La Sinfónica de Jerusalem con Yeruham Scharovsky
Una excelente interpretación de la Sinfonía Nº4 de Chaikovsky
Un Chaikovsky de gran refinamiento y delicadeza
Pablo Kohan, para La Nación
Orquesta Sinfónica de Jerusalén. Solista: Danielle Akta, chelo. Director: Yeruham Scharovsky. Programa: Paul Ben-Haim: Fanfarria para Israel; Elgar: Concierto para chelo y orquesta en mi menor; Chaikovsky: Sinfonía Nº4 en fa menor. Mozarteum Argentino. Teatro Colón.
Nuestra opinión: muy bueno
El contexto para recibir a la Orquesta Sinfónica de Jerusalén no era el más favorable. El azar quiso que llegara al Colón tan sólo dos días después de que el huracán Martha Argerich hubiera producido un auténtico terremoto emocional y artístico. Sin embargo, la Jerusalem Symphony Orchestra, con ese muy buen director que es Yeruham Scharovsky, comenzó la Fanfarria para Israel, de Paul Ben-Haim y disipó rápidamente cualquier hangover, cualquier sensación de saciedad.

> _Qué hacer_
(A) Indique si cada afirmación concuerda con la reseña, con un sí o un no, y cite las palabras que lo deciden: (i) la orquesta llegó al Colón dos días después de la actuación de Martha Argerich; (ii) la solista del programa toca el violín; (iii) la orquesta comenzó con el concierto de Elgar.
(B) Copie fielmente de la reseña el tramo que va desde "La Sinfónica de" hasta "Argentino. Teatro Colón.".
Para responder, apóyese únicamente en la reseña.

Registros
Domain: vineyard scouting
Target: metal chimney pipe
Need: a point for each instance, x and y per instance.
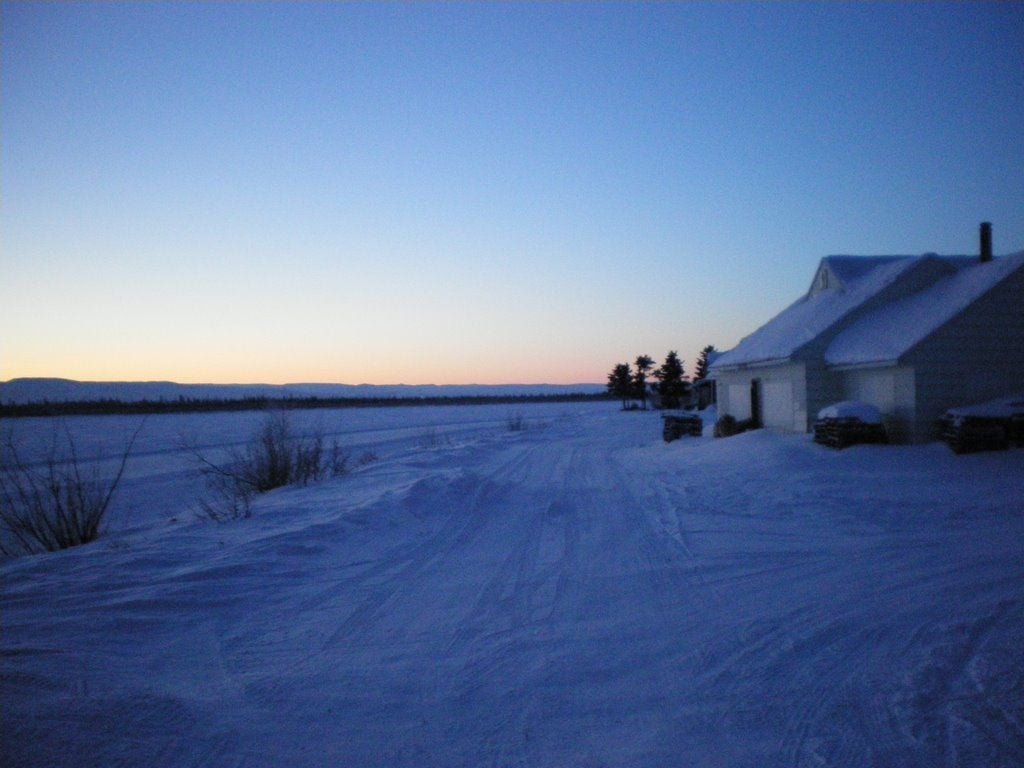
(985, 236)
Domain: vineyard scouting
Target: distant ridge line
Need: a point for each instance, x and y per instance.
(64, 396)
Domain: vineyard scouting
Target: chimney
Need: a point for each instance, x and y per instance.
(985, 235)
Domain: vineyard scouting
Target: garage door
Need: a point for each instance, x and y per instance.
(777, 403)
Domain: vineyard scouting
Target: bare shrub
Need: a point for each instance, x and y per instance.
(54, 504)
(273, 458)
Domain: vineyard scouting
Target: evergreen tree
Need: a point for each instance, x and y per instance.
(671, 381)
(643, 365)
(704, 363)
(621, 382)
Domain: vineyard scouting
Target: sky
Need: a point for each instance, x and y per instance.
(474, 193)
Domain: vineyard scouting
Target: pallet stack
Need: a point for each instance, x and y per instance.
(840, 432)
(677, 425)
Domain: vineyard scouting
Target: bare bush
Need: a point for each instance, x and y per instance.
(54, 504)
(273, 458)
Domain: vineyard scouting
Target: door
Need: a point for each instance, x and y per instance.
(756, 402)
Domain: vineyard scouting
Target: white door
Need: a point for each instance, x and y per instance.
(777, 408)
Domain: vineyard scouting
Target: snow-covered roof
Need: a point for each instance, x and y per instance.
(891, 331)
(861, 279)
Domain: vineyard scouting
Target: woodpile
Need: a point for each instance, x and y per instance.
(989, 426)
(678, 425)
(839, 433)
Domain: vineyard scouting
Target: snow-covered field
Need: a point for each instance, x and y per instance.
(574, 594)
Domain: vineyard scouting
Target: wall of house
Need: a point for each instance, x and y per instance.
(891, 390)
(975, 357)
(782, 395)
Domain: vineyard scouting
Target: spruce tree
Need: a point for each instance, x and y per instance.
(704, 363)
(671, 381)
(643, 365)
(621, 382)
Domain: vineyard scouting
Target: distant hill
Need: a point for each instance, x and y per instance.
(18, 391)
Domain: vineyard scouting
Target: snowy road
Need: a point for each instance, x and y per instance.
(578, 594)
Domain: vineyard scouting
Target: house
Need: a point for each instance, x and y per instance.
(910, 335)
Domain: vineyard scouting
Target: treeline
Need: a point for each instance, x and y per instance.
(671, 387)
(188, 406)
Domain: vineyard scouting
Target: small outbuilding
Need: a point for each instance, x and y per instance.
(910, 335)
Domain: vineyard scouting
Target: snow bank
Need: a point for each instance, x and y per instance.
(578, 593)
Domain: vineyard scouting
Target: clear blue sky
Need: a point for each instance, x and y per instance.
(456, 194)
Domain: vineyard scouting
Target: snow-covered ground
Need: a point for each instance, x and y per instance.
(574, 594)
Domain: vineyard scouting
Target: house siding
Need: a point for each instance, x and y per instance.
(976, 356)
(891, 390)
(782, 395)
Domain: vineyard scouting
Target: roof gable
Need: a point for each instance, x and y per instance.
(888, 333)
(853, 282)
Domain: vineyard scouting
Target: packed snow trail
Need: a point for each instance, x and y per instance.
(578, 594)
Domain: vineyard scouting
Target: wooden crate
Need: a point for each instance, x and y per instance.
(839, 433)
(969, 433)
(677, 426)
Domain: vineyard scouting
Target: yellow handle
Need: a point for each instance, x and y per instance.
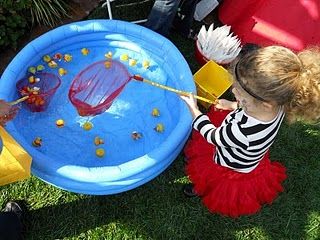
(19, 100)
(178, 91)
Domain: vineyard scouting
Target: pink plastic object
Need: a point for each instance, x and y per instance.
(40, 88)
(93, 90)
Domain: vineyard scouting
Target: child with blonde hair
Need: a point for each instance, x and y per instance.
(228, 153)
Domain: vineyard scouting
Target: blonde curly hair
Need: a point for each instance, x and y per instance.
(291, 79)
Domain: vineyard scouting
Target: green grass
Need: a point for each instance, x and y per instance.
(158, 210)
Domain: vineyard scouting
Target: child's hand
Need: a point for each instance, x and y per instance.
(7, 112)
(226, 105)
(192, 104)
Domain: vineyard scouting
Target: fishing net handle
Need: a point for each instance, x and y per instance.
(141, 79)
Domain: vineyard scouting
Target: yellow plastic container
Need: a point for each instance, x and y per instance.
(15, 162)
(212, 80)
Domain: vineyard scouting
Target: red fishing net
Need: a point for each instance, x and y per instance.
(93, 90)
(40, 88)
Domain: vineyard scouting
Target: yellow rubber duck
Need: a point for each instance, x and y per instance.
(107, 64)
(62, 72)
(132, 62)
(46, 58)
(37, 142)
(32, 70)
(98, 141)
(155, 112)
(67, 58)
(124, 57)
(100, 152)
(52, 64)
(159, 127)
(146, 64)
(85, 51)
(60, 123)
(108, 55)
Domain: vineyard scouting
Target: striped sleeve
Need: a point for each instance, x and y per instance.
(203, 125)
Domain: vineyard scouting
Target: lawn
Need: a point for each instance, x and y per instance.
(158, 210)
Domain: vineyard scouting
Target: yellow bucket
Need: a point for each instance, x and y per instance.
(212, 80)
(15, 162)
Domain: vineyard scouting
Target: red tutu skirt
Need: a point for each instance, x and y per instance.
(224, 190)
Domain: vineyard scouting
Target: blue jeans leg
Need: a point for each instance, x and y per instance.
(161, 16)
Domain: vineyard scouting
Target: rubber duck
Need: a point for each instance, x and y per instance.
(146, 64)
(60, 123)
(85, 51)
(31, 79)
(159, 127)
(37, 142)
(124, 57)
(52, 64)
(32, 70)
(46, 58)
(98, 141)
(87, 126)
(107, 64)
(132, 62)
(136, 135)
(57, 56)
(39, 101)
(100, 152)
(62, 71)
(67, 58)
(40, 68)
(155, 112)
(108, 55)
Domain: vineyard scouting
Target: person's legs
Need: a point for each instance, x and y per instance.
(10, 224)
(161, 16)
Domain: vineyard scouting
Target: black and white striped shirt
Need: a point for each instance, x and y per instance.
(241, 141)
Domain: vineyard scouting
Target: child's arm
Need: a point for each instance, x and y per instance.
(226, 105)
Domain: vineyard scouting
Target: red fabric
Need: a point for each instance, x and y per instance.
(293, 24)
(225, 191)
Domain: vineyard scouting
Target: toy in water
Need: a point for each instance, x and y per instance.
(108, 55)
(58, 56)
(124, 57)
(62, 71)
(37, 142)
(67, 58)
(46, 58)
(107, 83)
(52, 64)
(85, 51)
(40, 68)
(132, 62)
(98, 141)
(100, 152)
(107, 64)
(136, 135)
(159, 128)
(32, 70)
(60, 123)
(155, 112)
(87, 126)
(39, 92)
(145, 64)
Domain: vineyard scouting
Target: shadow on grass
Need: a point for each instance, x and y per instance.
(158, 209)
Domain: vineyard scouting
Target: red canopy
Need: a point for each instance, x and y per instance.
(291, 23)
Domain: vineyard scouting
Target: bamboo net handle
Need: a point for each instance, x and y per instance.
(136, 77)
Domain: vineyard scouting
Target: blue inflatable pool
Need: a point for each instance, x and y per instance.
(67, 157)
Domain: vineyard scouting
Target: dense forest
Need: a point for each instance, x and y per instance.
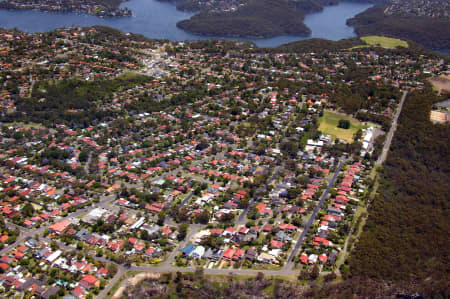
(430, 32)
(406, 237)
(73, 101)
(258, 18)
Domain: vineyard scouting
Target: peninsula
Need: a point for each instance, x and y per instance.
(101, 8)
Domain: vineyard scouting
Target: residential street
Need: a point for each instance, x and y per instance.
(391, 132)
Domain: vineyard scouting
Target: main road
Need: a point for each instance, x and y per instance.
(168, 267)
(390, 135)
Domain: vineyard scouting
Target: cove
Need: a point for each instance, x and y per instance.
(156, 19)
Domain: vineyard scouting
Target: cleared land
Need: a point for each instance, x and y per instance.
(385, 42)
(328, 124)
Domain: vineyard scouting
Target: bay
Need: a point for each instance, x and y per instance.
(155, 19)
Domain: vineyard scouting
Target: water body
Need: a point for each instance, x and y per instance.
(156, 19)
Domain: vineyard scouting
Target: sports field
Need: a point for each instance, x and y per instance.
(385, 42)
(328, 124)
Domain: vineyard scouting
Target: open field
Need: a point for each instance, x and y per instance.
(385, 42)
(328, 124)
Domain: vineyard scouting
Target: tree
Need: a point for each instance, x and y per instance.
(182, 230)
(28, 209)
(344, 124)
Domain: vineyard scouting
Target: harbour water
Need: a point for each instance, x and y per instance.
(155, 19)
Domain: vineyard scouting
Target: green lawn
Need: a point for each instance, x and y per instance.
(385, 42)
(328, 124)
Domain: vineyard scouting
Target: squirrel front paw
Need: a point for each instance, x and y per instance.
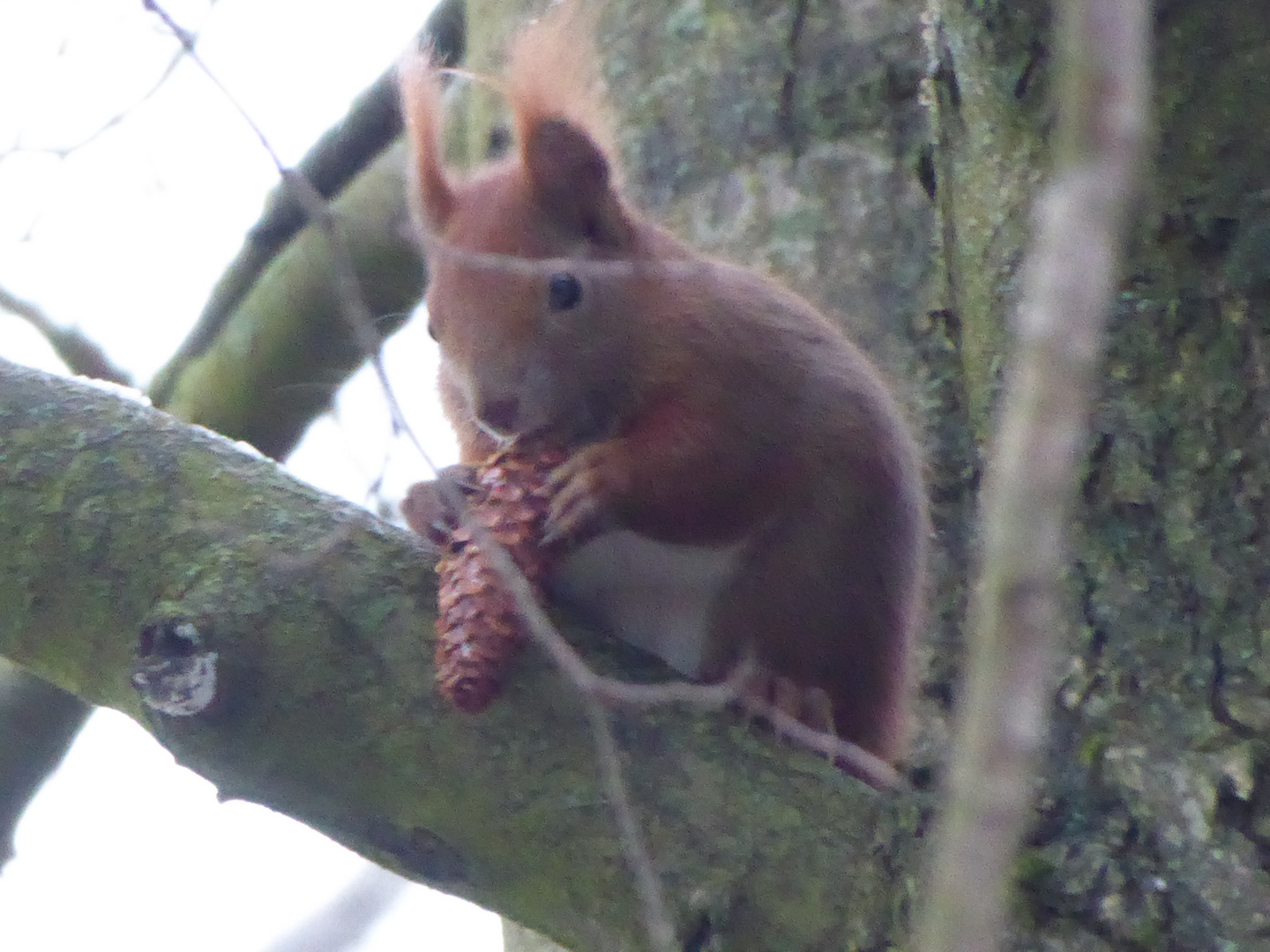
(585, 487)
(429, 508)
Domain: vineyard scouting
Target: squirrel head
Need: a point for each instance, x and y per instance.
(528, 333)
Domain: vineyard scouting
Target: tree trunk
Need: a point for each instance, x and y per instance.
(880, 156)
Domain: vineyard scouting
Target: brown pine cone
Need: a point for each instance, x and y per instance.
(479, 628)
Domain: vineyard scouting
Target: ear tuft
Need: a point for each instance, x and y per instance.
(432, 198)
(571, 178)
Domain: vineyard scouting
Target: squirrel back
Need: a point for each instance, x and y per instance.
(739, 472)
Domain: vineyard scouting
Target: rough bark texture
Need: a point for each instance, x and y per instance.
(796, 138)
(116, 521)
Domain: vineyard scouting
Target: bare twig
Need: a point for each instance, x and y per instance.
(596, 689)
(362, 324)
(75, 349)
(1068, 287)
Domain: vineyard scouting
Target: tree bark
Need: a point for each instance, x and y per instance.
(129, 533)
(793, 138)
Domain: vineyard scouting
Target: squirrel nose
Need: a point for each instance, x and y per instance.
(501, 414)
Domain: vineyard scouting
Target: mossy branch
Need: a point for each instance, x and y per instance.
(1016, 614)
(116, 519)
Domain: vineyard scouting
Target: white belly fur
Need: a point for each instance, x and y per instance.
(651, 594)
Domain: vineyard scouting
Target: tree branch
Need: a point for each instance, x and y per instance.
(116, 519)
(1042, 432)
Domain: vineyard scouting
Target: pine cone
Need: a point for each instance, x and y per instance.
(479, 628)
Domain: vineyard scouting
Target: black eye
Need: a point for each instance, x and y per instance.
(563, 291)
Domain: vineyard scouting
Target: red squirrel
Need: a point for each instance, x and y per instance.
(739, 476)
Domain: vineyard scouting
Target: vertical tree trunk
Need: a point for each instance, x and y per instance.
(796, 138)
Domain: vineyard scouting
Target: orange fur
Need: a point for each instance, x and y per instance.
(739, 473)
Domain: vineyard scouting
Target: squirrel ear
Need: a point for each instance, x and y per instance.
(571, 178)
(430, 196)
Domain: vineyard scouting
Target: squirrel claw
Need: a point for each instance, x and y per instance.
(576, 508)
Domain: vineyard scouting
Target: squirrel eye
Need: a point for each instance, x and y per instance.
(563, 291)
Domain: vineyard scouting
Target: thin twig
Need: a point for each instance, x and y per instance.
(77, 351)
(1015, 621)
(658, 923)
(596, 689)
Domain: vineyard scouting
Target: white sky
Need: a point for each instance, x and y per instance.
(124, 238)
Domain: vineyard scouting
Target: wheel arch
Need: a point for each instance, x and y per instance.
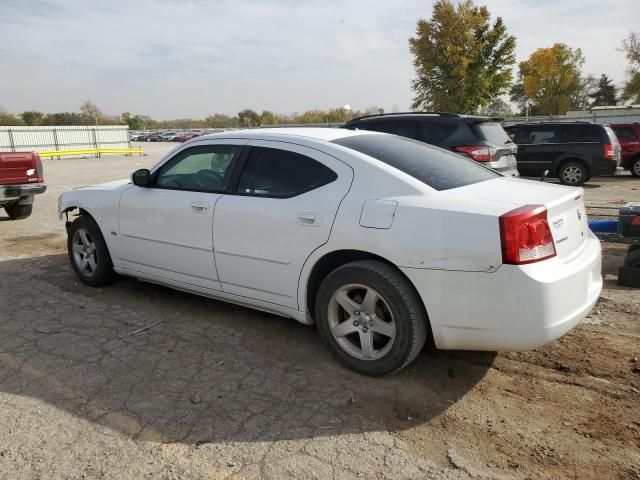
(329, 261)
(571, 158)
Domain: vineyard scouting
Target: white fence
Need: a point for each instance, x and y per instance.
(64, 139)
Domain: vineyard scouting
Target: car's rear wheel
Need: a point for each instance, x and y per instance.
(88, 252)
(17, 211)
(634, 168)
(573, 174)
(371, 317)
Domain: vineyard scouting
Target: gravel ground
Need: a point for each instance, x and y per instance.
(219, 391)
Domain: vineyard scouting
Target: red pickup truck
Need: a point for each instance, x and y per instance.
(629, 137)
(21, 178)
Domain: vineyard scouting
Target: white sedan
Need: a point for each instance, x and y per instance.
(380, 240)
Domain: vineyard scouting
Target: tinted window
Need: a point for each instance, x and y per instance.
(404, 128)
(492, 132)
(204, 168)
(435, 132)
(582, 133)
(435, 167)
(272, 172)
(539, 134)
(625, 133)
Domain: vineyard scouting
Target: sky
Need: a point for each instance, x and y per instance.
(191, 58)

> _Soluciones por tarea_
(A)
(i) Sí: «tan sólo dos días después de que el huracán Martha Argerich hubiera producido un auténtico terremoto emocional y artístico».
(ii) No: «Solista: Danielle Akta, chelo».
(iii) No: «comenzó la Fanfarria para Israel, de Paul Ben-Haim».

(B)
La Sinfónica de Jerusalem con Yeruham Scharovsky
Una excelente interpretación de la Sinfonía Nº4 de Chaikovsky
Un Chaikovsky de gran refinamiento y delicadeza
Pablo Kohan, para La Nación
Orquesta Sinfónica de Jerusalén. Solista: Danielle Akta, chelo. Director: Yeruham Scharovsky. Programa: Paul Ben-Haim: Fanfarria para Israel; Elgar: Concierto para chelo y orquesta en mi menor; Chaikovsky: Sinfonía Nº4 en fa menor. Mozarteum Argentino. Teatro Colón.